Your instructions: Print each of the records below, leaving every word as it is.

Record excerpts:
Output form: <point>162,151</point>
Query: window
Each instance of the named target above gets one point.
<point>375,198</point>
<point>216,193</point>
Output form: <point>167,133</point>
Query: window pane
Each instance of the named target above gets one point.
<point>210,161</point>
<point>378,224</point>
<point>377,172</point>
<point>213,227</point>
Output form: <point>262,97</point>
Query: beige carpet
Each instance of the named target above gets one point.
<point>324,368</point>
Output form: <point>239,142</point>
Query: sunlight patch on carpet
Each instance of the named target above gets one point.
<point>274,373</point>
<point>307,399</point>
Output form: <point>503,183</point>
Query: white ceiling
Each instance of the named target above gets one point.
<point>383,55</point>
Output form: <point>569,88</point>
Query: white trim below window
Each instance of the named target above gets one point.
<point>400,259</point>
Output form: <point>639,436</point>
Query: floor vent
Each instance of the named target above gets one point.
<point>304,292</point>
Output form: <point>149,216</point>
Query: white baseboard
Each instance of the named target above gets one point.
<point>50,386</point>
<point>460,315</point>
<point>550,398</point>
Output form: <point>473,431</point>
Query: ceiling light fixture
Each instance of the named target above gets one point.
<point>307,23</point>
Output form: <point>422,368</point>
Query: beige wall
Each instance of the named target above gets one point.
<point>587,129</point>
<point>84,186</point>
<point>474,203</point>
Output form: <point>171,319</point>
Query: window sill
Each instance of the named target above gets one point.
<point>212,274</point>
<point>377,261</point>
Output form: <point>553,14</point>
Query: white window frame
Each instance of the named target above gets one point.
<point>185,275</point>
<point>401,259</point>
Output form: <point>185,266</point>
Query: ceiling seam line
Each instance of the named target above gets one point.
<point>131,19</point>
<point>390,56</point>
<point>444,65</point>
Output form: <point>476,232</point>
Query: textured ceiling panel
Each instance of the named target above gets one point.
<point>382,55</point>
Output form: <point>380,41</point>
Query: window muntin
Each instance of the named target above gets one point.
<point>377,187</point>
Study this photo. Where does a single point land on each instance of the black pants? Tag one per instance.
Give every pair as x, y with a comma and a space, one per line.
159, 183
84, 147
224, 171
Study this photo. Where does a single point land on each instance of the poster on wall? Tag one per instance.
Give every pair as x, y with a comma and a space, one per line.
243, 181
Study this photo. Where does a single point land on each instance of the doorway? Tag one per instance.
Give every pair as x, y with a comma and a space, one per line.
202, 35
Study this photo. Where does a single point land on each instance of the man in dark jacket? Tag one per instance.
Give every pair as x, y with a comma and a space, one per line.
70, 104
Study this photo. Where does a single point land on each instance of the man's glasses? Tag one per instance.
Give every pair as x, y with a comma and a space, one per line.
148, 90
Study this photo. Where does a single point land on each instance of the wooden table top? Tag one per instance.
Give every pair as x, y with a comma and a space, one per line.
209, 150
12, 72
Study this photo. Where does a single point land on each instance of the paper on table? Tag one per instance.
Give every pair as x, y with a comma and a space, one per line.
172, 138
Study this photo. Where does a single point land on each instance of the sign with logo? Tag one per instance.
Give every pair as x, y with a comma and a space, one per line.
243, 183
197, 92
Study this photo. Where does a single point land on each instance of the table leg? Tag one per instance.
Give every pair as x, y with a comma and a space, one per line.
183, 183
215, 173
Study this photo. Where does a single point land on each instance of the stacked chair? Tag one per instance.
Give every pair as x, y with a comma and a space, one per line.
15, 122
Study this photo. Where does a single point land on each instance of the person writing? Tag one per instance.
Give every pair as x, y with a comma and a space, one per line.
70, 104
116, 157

Completed exercise:
Output form: <point>162,151</point>
Query: window
Each instance of the named target above gets one point.
<point>375,198</point>
<point>216,193</point>
Output form: <point>167,133</point>
Query: window pane
Each instance of the named target above gets one point.
<point>210,161</point>
<point>378,224</point>
<point>377,172</point>
<point>213,227</point>
Output form: <point>262,97</point>
Query: beige carpet
Each instance of the named target above gets one point.
<point>324,368</point>
Output form: <point>239,142</point>
Query: sunlight patch on carpet
Each instance of the named target above gets one point.
<point>274,373</point>
<point>307,399</point>
Output form: <point>503,183</point>
Query: white ceiling
Each instance of the named target above gets one point.
<point>383,55</point>
Output form: <point>569,88</point>
Query: white trim below window
Each instance of the named target above gets one point.
<point>400,259</point>
Output form: <point>639,436</point>
Query: floor vent
Each instance of the named target above gets one point.
<point>304,292</point>
Output form: <point>149,216</point>
Query: white baseboard
Each instance of the named target above gets one point.
<point>50,386</point>
<point>460,315</point>
<point>550,398</point>
Output form: <point>473,431</point>
Query: ceiling light fixture
Each instance of the named target above gets one point.
<point>307,23</point>
Output form: <point>422,368</point>
Query: beige wall
Each instance of the named target above gets one point.
<point>587,129</point>
<point>84,186</point>
<point>474,203</point>
Output form: <point>171,319</point>
Query: window sill
Each instance of the named target above gets one point.
<point>212,274</point>
<point>377,261</point>
Output form: <point>553,14</point>
Query: white window frame
Each instance of the named target above gets one point.
<point>185,275</point>
<point>401,259</point>
Output form: <point>185,266</point>
Query: ceiling seam line
Each instance of the named target above gets one point.
<point>131,19</point>
<point>390,56</point>
<point>444,65</point>
Output form: <point>476,232</point>
Query: textured ceiling panel
Each instance of the named target above gets one point.
<point>382,55</point>
Output form: <point>380,41</point>
Query: window muntin
Each instance of the named target above gets one point.
<point>377,187</point>
Study this photo. Where does a single point land on each instance of the black pants? Tag one per instance.
Give every pair as x, y with a comma and a space, one per line.
159, 183
84, 147
224, 171
Study this photo. Where does a single point land on each instance of the poster on wall? Tag one per instance.
Give every pair as x, y with a comma and a space, one per line.
243, 181
Study this photo. Where does a single point land on each instance of the doorway? Tag one per instance.
Give every pair as x, y with a comma and a space, one per line.
202, 35
Study this photo. Where does a single point land on each instance of the man in dark jacket? Tag one per instance.
Give every pair as x, y with a comma and a space, one per line.
70, 104
Study this photo. Where does a single point land on each instance of the man's glasses? Tag one per instance.
Give every pair as x, y with a comma and a space, one per line.
148, 90
Study this photo. Where does a single point land on each instance of the wooden table top? Tag one per instance.
Give every pair as x, y with a comma and a space, one per line.
209, 150
12, 72
Study this photo. Where does a single point land on each instance of the paper on table? Tag one per instance.
Give every pair as x, y with a comma and a space, one per line.
172, 138
Study this photo. Where does a single point land on each instance of the sign with logo? Tag one per instance.
Give every pair as x, y with a comma and a space, one per line.
243, 183
197, 92
Study this photo. Where does a single point land on each instance of the table leg? Tag one per instance.
Give every pair as x, y with a comma and a space, one per line.
183, 183
215, 173
Study this photo. Where does a single point land on each instance of the stacked chair? Tag one per instance.
Give every pair as x, y with a comma and a space, one per line.
15, 122
Study this photo. Where does a single point land on each instance of the person writing? Tag one per instance.
Give every pair as x, y with a comma and a space, one per line.
70, 104
116, 157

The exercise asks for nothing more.